→ REQUIRED ACTIONS
1: From the climate myths text below, list every city it names.
2: Please translate this sentence from the climate myths text into Spanish: "Right now, less than 2 percent of the U.S. population provides our food."
3: According to the climate myths text, how many miles does the apple juice imported to Germany from Brazil travel?

→ EXERCISE TEXT
__________________________________________________

Myth 7: People who don’t think we should act strongly to stop climate change are just stupid/ill-informed/ignorant
Reality: A sample of over 1,500 representative U.S. adults revealed that those who felt climate change was not much of a risk scored as well or better than those worried about climate change when given standardized tests of numeracy or scientific literacy. So if you really care about doing something about emissions and climate, do not make the mistake that those who disagree with you do not know the science or are in any sense not as well-informed or as smart as you are. Instead, think about why their positions make sense within the framework of their social values and how to talk about climate change in terms of those values.
Myth 8: Sustainability means eating locally
Reality: Global food markets have arisen in part because different soils and climates are suited for different crops. Should cities like Phoenix, Tucson and Las Vegas import water to sustain a local foodshed? Run the numbers. Right now, less than 2 percent of the U.S. population provides our food. Even if that number increased tenfold, we would not have enough growers for a localized food supply. There is no way local food can be anything but a niche market.
It certainly makes sense to buy local oranges in Florida, or artichokes in Santa Cruz, or wild salmon in Seattle. But the local food movement is more of a luxury than a major movement towards sustainable agriculture. “Food miles” represent a small part of the greenhouse gas emissions associated with food. For example, apple juice imported to Germany from Brazil (6,000 miles) requires less energy consumption than locally grown and processed German apples.
Myth 9: If we keep on our current path, Mother Earth will be destroyed and it will be the end of life on the planet
Reality: You have probably heard such dire forecasts. Look — life is tenacious and evolution is inventive and resourceful. Almost no matter what we do, life will persist on Mother Earth — she is one tough lady. Even if there is a massive extinction, slowly the number of species will recover.
So it is not Mother Earth that we should worry about. It is the quality of our own lives. And those apocalyptic movies of the end of the human species do not tell the impending story of the real environmental crisis. The real environmental crisis will be an increasingly bland and uninspiring world devoid of the joy nature can provide, and a world where humans persist but do so with diminished health and perhaps a world where only the wealthiest have access to clean air and water and greenery and clean beaches and rivers. It wouldn’t be the end of life or even humanity. But it would be a world we all want to avoid.
Bottom Line: Reality is complicated — and hopeful
You will notice a pattern above — the myths are simple, and the reality is complicated. Simple stories make for good headlines, but invariably squelch the sort of thinking and compromise that is needed to achieve a sustainable future.
Tropes of doom-and-gloom, of good versus evil, or environment versus business do not capture the challenges or opportunities for young environmental scientists. So my advice to all students is to be skeptical when presented with any simple story. Look for the data. Run the numbers. Always question.

__________________________________________________

→ RECORD SET

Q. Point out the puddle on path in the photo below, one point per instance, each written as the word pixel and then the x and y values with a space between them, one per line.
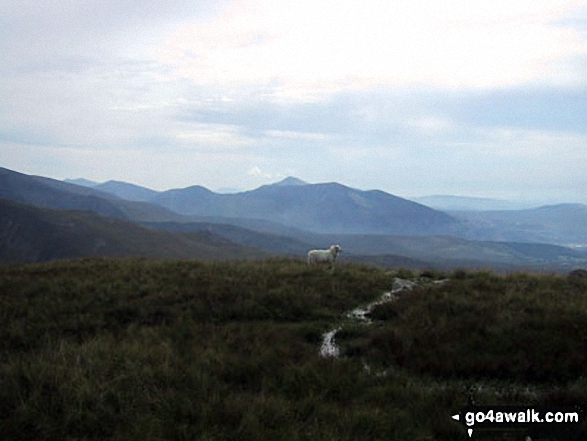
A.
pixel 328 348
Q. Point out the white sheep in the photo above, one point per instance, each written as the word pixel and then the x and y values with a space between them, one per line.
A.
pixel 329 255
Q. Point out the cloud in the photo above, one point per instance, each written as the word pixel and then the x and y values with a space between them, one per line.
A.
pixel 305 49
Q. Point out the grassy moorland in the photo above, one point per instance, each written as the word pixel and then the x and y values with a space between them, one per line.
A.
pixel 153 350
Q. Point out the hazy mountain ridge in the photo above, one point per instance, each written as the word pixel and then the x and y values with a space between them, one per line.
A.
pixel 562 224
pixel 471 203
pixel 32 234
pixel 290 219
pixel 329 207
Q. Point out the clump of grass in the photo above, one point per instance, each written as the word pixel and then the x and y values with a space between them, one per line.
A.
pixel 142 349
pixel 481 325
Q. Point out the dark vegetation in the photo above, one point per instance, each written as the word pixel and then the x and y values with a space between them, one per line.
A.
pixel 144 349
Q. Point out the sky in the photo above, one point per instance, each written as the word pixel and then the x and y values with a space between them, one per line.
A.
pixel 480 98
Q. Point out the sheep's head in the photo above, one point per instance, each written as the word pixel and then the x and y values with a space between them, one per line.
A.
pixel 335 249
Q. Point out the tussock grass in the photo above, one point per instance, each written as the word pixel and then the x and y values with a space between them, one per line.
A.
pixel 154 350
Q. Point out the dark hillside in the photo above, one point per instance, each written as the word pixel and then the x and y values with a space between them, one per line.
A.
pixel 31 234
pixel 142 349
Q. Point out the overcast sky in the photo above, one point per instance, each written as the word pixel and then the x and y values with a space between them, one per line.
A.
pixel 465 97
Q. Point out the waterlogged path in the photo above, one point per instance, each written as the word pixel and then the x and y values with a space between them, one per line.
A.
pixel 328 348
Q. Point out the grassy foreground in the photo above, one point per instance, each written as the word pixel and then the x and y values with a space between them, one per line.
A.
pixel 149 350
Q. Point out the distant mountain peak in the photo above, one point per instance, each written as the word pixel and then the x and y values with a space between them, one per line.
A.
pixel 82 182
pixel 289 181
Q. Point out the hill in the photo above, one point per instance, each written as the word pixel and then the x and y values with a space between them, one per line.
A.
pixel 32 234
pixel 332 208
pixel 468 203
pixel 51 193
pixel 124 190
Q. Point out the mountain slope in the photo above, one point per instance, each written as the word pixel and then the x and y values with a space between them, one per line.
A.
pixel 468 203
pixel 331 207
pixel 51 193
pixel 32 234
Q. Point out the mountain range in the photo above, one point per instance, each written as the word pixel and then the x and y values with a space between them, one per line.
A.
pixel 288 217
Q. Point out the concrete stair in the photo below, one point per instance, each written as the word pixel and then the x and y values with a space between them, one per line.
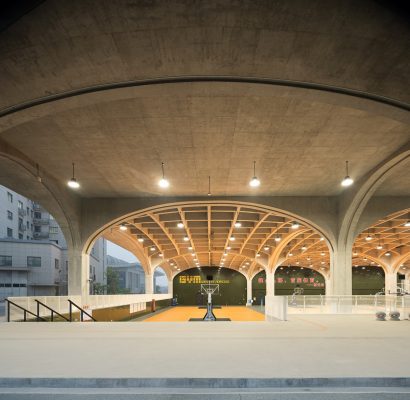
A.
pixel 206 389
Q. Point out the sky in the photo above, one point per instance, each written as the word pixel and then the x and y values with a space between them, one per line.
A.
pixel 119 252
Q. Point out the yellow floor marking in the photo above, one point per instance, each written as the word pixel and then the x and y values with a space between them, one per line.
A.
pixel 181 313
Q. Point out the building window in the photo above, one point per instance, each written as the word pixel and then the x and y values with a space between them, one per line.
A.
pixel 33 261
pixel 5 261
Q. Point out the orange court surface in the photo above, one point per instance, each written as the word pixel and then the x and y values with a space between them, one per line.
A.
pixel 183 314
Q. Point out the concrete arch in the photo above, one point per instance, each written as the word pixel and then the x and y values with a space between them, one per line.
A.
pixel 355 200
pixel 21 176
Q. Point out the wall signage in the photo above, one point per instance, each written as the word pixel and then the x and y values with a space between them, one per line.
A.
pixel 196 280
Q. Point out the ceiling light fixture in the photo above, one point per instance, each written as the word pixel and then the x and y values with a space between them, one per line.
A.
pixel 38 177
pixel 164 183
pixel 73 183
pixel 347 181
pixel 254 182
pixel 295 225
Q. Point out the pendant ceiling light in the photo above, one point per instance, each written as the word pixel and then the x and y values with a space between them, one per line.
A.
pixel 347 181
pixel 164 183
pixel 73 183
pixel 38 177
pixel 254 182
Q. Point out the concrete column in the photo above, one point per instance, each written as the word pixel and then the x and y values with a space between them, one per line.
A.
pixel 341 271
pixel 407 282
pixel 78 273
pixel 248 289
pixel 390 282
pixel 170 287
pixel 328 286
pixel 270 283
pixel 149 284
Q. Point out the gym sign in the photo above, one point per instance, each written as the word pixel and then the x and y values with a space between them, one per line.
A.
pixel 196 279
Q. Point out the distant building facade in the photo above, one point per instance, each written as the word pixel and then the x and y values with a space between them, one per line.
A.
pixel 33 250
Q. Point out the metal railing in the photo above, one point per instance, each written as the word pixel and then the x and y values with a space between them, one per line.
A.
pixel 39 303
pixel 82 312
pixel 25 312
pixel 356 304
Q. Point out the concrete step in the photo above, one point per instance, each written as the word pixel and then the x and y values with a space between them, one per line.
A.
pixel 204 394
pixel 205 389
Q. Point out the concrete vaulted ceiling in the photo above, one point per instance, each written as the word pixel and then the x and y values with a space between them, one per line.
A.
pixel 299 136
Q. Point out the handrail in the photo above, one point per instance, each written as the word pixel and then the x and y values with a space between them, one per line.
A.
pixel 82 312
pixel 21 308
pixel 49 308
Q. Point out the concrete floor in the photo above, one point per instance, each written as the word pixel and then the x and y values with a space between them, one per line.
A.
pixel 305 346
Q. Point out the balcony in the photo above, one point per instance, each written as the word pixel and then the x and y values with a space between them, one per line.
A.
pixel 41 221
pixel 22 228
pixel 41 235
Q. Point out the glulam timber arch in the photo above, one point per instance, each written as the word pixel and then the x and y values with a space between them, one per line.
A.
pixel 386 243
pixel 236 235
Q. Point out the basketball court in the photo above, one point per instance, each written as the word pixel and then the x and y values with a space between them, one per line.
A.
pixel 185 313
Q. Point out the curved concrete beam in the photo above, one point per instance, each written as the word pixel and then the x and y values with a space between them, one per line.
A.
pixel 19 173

__________________________________________________

→ RESPONSES PER TASK
1: Phoenix, Tucson, Las Vegas, Santa Cruz, Seattle

2: En la actualidad, menos del 2 por ciento de la población de EE. UU. proporciona nuestros alimentos.

3: 6,000 miles.